EXTRAIT DU TEXTE
::::::::::

Le louveteau adhère librement :

 

 

 

 

Il n’y a pas 24 louveteaux et 3 ou 4 responsables, mais une société d’enfants basée sur un type particulier de relations entre les enfants et entre les adultes et les enfants.

 

Chacun des membres respecte l’autre quel que soit son âge, son sexe ou son origine, il a confiance en lui, il en a le souci. Il s’ajuste aux besoins de l’ensemble car il a conscience qu’il en est un élément indispensable tout en conservant son originalité et sa créativité.

 

L’enfant perçoit la nouveauté du mode de vie en collectivité qui lui est proposé, différent de celui de sa classe et de sa famille. Sans en avoir une conscience claire, il en accepte les contraintes même si elles limitent son indépendance.

 

Pour y adhérer librement il doit identifier clairement les caractéristiques et les règles du jeu de la meute. Sa permanence, les rites qui ponctuent sa vie quotidienne, le symbolisme lié au mouvement et à la branche sont des repères nécessaires.

 

 

Il s’engage dans un groupe clairement identifiable

 

 

 

 

Le groupe d’enfants est stable. Après une ou deux sorties, l’enfant s’engage à venir régulièrement. Il participe volontairement aux activités. Il sait que le groupe compte sur sa présence, qu’il a besoin de lui. Il est le membre à part entière d’une collectivité où il n’existe pas de hiérarchie, mais des fonctions, des responsabilités. Si les louveteaux sont répartis dans des sizaines, c’est essentiellement pour faciliter les regroupements au cours des rassemblements ou des jeux, par exemple. Les sizeniers n’ont aucun pouvoir. Tout au plus, ils veillent à renforcer le lien entre les membres de la sizaine, à intégrer les nouveaux en les informant et en les aidant.

 

 

Le symbole trouve sa signification dans ce qu’il représente pour les personnes à qui il s’adresse. Aussi n’a-t-il pas le même sens pour tous. En particulier, il ne parle pas de la même façon aux adultes que nous sommes et à l’enfant à qui il s’adresse. Son maniement demande du discernement.

 

 

 

Comme dans toutes les sociétés, ils célèbrent des moments particuliers : l’accueil, l’engagement au moment de la promesse, la remise des étoiles, le départ au moment du passage à la branche éclaireurs. Ils marquent l’évolution personnelle au sein du groupe. Ils n’ont rien de rigide. Il ne s’agit pas de célébrations orchestrées, mais plutôt de traditions comme on en trouve dans les familles au moment des anniversaires ou de la chasse aux œufs de Pâques…

 

 

 

 

La conquête de l’autonomie, différente de l’indépendance, est essentielle. Sans elle, il ne peut y avoir ni liberté, ni démocratie. Elle permet de décider par soi-même, avec un esprit critique qui tient compte des contraintes de l’environnement. « Je suis de moins en moins dépendant de l’adulte, je suis de plus en plus capable de me débrouiller seul et de réfléchir par moi-même »

::::::::::

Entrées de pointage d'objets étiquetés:
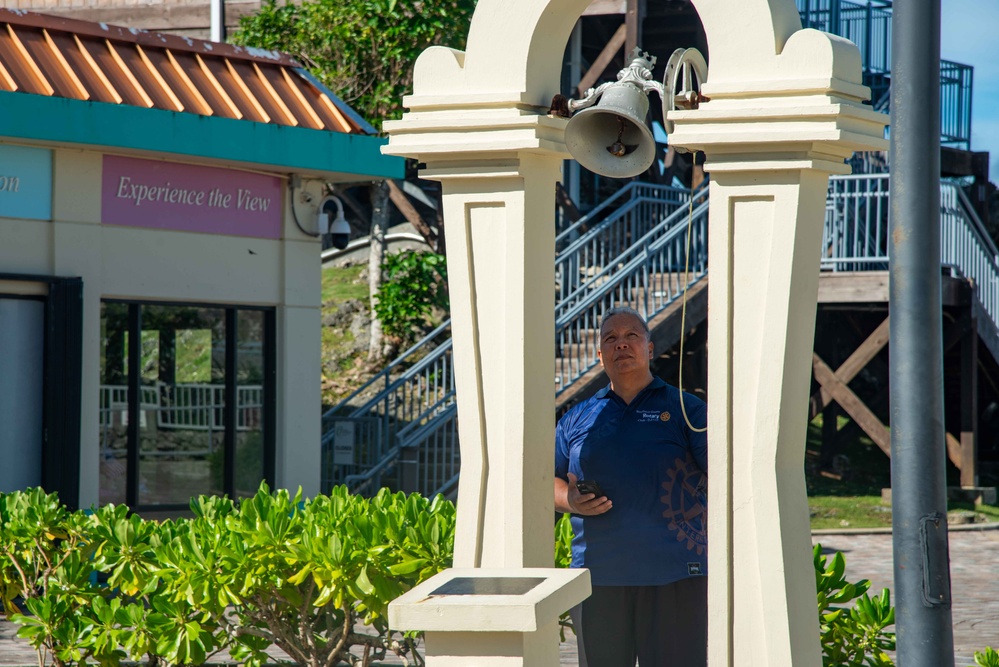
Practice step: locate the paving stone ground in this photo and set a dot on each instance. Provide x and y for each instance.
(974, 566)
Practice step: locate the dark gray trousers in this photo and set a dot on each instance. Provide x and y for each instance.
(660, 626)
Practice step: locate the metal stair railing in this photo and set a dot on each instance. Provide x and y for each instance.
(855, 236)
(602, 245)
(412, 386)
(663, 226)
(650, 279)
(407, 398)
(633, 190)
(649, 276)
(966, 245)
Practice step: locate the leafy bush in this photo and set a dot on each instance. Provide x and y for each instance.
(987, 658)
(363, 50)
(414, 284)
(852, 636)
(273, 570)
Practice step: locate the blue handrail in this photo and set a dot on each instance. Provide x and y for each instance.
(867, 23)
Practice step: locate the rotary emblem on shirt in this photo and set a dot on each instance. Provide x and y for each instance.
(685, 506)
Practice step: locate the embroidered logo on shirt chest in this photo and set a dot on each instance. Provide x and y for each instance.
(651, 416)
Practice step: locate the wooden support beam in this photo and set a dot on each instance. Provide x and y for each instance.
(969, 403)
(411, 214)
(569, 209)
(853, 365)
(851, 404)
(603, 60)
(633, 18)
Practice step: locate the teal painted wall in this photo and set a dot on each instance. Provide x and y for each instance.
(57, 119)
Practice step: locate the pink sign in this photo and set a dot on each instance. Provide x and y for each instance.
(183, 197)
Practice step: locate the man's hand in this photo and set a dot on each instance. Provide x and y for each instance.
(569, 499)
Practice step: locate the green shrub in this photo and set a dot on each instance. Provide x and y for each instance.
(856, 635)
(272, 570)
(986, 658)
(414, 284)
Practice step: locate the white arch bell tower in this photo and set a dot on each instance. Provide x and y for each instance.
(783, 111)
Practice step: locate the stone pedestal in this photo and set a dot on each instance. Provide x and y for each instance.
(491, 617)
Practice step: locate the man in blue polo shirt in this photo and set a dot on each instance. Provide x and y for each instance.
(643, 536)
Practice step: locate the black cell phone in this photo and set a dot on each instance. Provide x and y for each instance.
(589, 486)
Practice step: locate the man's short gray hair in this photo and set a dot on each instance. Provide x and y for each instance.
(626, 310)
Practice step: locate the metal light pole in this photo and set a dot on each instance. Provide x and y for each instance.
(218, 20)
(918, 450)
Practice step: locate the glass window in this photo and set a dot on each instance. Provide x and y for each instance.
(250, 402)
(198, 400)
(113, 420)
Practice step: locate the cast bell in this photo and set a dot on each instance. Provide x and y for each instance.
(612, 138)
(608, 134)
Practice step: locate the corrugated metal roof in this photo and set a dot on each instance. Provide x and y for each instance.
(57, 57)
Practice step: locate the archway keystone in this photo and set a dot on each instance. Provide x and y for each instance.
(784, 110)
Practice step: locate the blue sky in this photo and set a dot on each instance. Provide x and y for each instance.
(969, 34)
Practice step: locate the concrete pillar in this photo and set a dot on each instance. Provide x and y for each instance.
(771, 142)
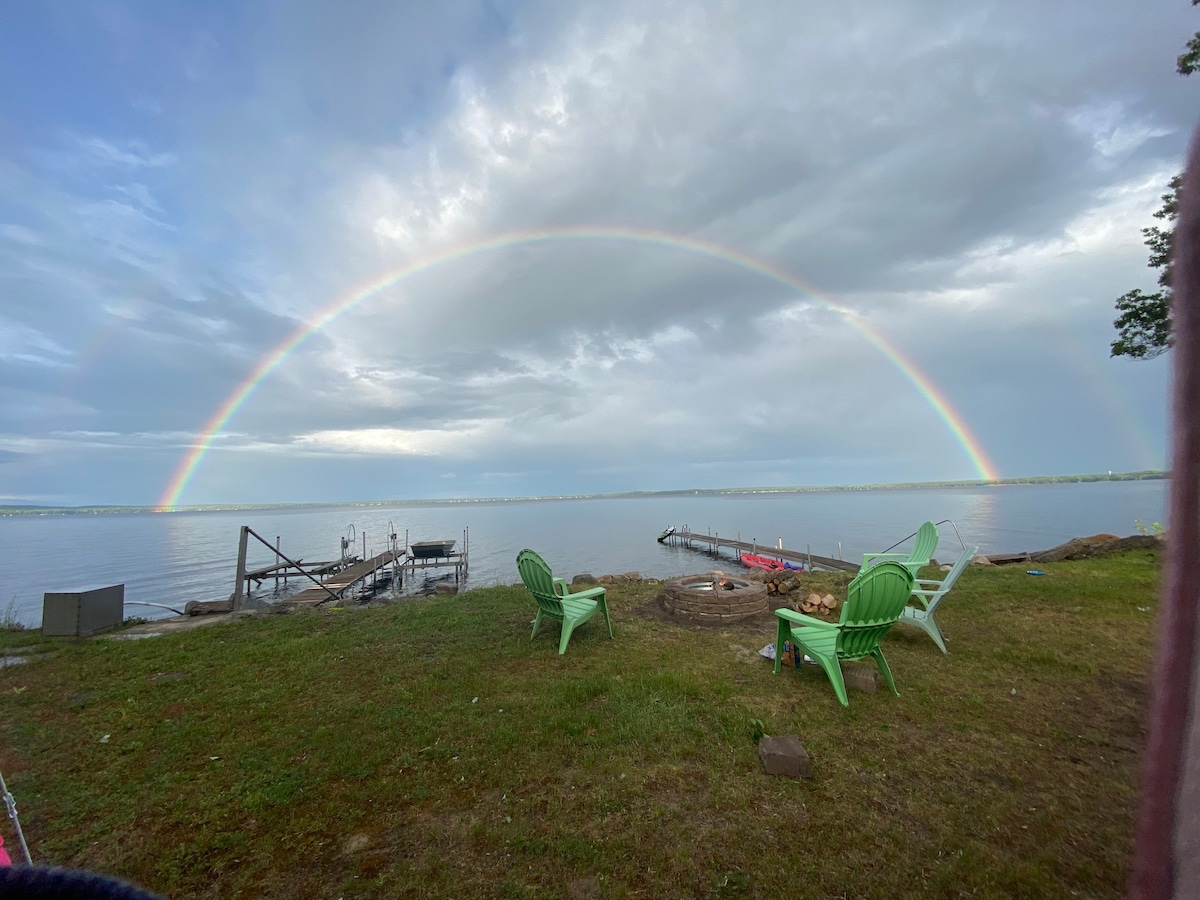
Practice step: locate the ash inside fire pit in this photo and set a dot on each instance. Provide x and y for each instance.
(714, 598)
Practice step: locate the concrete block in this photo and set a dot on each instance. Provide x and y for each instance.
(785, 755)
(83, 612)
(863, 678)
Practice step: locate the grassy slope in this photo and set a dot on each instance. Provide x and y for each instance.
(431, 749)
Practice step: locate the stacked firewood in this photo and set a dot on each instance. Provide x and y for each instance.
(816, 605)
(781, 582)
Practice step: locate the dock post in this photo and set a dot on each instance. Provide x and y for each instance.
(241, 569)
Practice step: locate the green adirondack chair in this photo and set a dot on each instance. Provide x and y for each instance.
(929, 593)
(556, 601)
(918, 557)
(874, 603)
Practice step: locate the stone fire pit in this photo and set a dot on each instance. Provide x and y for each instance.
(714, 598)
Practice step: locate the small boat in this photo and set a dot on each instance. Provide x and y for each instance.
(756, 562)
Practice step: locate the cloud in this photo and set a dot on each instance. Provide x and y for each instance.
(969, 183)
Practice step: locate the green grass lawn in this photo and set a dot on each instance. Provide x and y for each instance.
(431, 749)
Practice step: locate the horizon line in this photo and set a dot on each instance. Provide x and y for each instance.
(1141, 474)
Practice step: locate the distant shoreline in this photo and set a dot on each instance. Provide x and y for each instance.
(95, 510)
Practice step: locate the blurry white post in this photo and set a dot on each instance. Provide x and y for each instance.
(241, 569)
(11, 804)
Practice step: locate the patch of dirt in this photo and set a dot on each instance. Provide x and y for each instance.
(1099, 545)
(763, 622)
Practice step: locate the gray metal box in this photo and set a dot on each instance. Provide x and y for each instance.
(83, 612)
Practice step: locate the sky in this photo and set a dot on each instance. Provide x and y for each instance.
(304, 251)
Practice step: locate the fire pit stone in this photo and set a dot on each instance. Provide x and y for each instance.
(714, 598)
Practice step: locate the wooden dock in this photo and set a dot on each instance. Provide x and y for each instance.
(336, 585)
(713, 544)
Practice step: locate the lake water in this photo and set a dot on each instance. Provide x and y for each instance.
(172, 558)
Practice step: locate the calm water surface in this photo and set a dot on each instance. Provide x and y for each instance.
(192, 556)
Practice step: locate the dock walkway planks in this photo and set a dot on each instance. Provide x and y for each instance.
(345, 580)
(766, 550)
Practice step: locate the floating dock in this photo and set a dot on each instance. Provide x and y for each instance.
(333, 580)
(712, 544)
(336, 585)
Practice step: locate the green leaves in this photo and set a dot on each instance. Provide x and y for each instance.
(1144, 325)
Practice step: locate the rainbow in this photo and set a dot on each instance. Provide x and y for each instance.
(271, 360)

::::::::::

CONSIGNE
Extrais mot pour mot du texte sur les louveteaux tout ce qui va de « Chacun des membres » jusqu'à « limitent son indépendance. ». Le matériel n'intervient pas dans ce travail.

RÉPONSE COMPLÈTE
Chacun des membres respecte l’autre quel que soit son âge, son sexe ou son origine, il a confiance en lui, il en a le souci. Il s’ajuste aux besoins de l’ensemble car il a conscience qu’il en est un élément indispensable tout en conservant son originalité et sa créativité.

 

L’enfant perçoit la nouveauté du mode de vie en collectivité qui lui est proposé, différent de celui de sa classe et de sa famille. Sans en avoir une conscience claire, il en accepte les contraintes même si elles limitent son indépendance.